— Exercise brief —
Please extract all of the records below, reproducing every line word for word.

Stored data
• • •

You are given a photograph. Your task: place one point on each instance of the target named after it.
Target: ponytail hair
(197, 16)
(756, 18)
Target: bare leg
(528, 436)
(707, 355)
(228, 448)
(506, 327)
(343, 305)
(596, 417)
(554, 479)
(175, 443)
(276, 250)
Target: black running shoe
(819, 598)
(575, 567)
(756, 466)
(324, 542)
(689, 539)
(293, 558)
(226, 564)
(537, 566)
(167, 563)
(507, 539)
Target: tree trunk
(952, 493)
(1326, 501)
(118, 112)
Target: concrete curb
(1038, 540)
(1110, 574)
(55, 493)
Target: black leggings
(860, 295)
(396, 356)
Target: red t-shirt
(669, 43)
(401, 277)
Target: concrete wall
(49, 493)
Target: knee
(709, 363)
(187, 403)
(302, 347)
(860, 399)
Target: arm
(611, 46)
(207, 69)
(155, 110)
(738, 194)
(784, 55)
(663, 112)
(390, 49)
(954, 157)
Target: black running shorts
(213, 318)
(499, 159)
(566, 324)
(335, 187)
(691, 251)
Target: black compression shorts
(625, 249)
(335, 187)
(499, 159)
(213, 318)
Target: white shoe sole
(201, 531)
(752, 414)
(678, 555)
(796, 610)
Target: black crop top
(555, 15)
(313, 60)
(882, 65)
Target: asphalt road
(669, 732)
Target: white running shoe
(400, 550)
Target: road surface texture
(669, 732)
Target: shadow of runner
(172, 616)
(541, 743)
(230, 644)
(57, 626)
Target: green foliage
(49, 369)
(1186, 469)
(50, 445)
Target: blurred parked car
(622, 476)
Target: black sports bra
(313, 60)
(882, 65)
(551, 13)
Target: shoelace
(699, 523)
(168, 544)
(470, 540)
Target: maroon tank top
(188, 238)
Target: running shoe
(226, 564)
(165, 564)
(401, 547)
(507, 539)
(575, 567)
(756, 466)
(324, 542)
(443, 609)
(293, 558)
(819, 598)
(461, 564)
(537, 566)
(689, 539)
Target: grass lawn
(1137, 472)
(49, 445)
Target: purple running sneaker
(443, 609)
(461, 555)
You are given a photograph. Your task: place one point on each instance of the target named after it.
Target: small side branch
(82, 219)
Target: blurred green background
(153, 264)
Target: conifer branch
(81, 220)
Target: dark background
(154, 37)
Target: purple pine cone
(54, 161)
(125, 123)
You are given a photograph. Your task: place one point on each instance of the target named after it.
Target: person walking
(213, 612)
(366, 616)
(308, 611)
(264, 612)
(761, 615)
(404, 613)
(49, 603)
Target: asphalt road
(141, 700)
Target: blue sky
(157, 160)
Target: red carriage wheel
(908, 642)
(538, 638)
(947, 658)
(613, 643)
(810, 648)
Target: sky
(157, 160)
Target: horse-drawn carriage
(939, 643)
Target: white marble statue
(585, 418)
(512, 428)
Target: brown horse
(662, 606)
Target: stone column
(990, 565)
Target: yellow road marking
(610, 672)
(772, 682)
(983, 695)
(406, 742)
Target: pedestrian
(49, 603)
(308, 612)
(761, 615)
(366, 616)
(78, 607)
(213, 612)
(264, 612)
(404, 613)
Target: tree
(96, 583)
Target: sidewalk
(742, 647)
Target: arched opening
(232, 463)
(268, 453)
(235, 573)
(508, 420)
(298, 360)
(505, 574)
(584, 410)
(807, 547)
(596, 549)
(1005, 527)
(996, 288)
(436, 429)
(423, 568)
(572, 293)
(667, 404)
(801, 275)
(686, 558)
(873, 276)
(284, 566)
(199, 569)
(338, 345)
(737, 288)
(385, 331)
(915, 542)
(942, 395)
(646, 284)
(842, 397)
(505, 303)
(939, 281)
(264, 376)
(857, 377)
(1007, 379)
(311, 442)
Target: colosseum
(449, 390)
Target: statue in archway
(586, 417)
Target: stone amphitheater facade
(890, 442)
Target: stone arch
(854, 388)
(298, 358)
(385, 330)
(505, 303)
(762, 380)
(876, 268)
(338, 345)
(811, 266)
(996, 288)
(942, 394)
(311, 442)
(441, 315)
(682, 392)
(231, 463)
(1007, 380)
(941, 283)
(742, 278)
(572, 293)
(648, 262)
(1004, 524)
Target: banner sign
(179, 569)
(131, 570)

• • •

— Answer to this task —
You are given a photograph. Your task: place one point on each instance of the target named after it.
Target: ponytail hair
(197, 16)
(756, 18)
Target: bare leg
(528, 436)
(707, 355)
(228, 448)
(506, 327)
(343, 305)
(596, 417)
(554, 479)
(175, 443)
(276, 250)
Target: black running shoe
(819, 598)
(575, 567)
(756, 466)
(324, 542)
(689, 539)
(293, 558)
(226, 564)
(537, 566)
(167, 563)
(507, 539)
Target: tree trunk
(952, 493)
(1326, 501)
(118, 112)
Target: concrete curb
(1038, 540)
(1110, 574)
(55, 493)
Target: black leggings
(860, 295)
(396, 356)
Target: red t-shirt
(669, 43)
(401, 277)
Target: concrete wall
(49, 493)
Target: knee
(709, 363)
(187, 403)
(302, 347)
(860, 399)
Target: arm
(611, 46)
(207, 69)
(155, 110)
(738, 194)
(784, 55)
(663, 112)
(390, 49)
(954, 157)
Target: black running shorts
(213, 318)
(499, 159)
(566, 324)
(335, 187)
(691, 251)
Target: black compression shorts
(625, 249)
(335, 187)
(499, 159)
(213, 318)
Target: white shoe sole
(201, 531)
(752, 414)
(678, 555)
(796, 610)
Target: black crop top
(555, 15)
(313, 60)
(882, 65)
Target: asphalt road
(669, 732)
Target: white running shoe
(400, 550)
Target: road surface texture
(669, 732)
Target: shadow of runner
(172, 616)
(541, 743)
(230, 644)
(57, 626)
Target: green foliage
(49, 369)
(1186, 469)
(50, 445)
Target: blurred parked car
(622, 476)
Target: black sports bra
(313, 60)
(882, 65)
(551, 13)
Target: shoelace
(699, 523)
(168, 544)
(470, 540)
Target: maroon tank top
(188, 238)
Target: running shoe
(226, 564)
(165, 564)
(401, 547)
(507, 539)
(575, 567)
(756, 466)
(324, 542)
(443, 609)
(293, 558)
(819, 598)
(461, 564)
(537, 566)
(689, 539)
Target: grass lawn
(1137, 472)
(49, 445)
Target: purple running sneaker
(443, 609)
(461, 555)
You are given a photograph. Your task: place one point on each instance of the target named after it.
Target: small side branch
(82, 219)
Target: blurred green background
(153, 264)
Target: conifer branch
(81, 220)
Target: dark background
(154, 37)
Target: purple pine cone
(54, 161)
(125, 123)
You are given a photograph. Your task: place one point on each instance of the target named after it.
Target: person walking
(213, 612)
(366, 616)
(308, 611)
(264, 612)
(761, 615)
(404, 613)
(49, 603)
Target: asphalt road
(141, 700)
Target: blue sky
(157, 160)
Target: red carriage wheel
(908, 642)
(538, 638)
(947, 658)
(613, 643)
(810, 648)
Target: sky
(157, 160)
Target: horse-drawn carriage
(939, 643)
Target: white marble statue
(585, 418)
(512, 428)
Target: brown horse
(662, 606)
Target: stone column
(990, 565)
Target: yellow road marking
(610, 672)
(772, 682)
(983, 695)
(406, 742)
Target: pedestrian
(49, 603)
(308, 612)
(761, 615)
(366, 616)
(78, 607)
(213, 612)
(264, 612)
(404, 613)
Target: tree
(96, 583)
Target: sidewalk
(742, 647)
Target: arched opening
(232, 463)
(268, 453)
(235, 573)
(508, 420)
(298, 360)
(505, 574)
(584, 410)
(807, 547)
(596, 549)
(1005, 527)
(996, 288)
(436, 429)
(423, 568)
(572, 293)
(667, 404)
(801, 275)
(686, 558)
(873, 276)
(284, 566)
(199, 569)
(338, 345)
(737, 288)
(385, 331)
(915, 542)
(942, 395)
(646, 284)
(842, 397)
(505, 303)
(939, 281)
(264, 376)
(857, 377)
(1007, 379)
(311, 442)
Target: colosseum
(449, 390)
Target: statue in archway
(586, 417)
Target: stone amphitheater facade
(890, 442)
Target: stone arch
(854, 388)
(298, 358)
(385, 330)
(505, 303)
(762, 380)
(876, 268)
(338, 345)
(811, 266)
(996, 288)
(942, 394)
(311, 442)
(441, 315)
(682, 392)
(231, 463)
(1007, 380)
(941, 283)
(742, 278)
(572, 293)
(648, 262)
(1004, 524)
Target: banner sign
(179, 569)
(131, 570)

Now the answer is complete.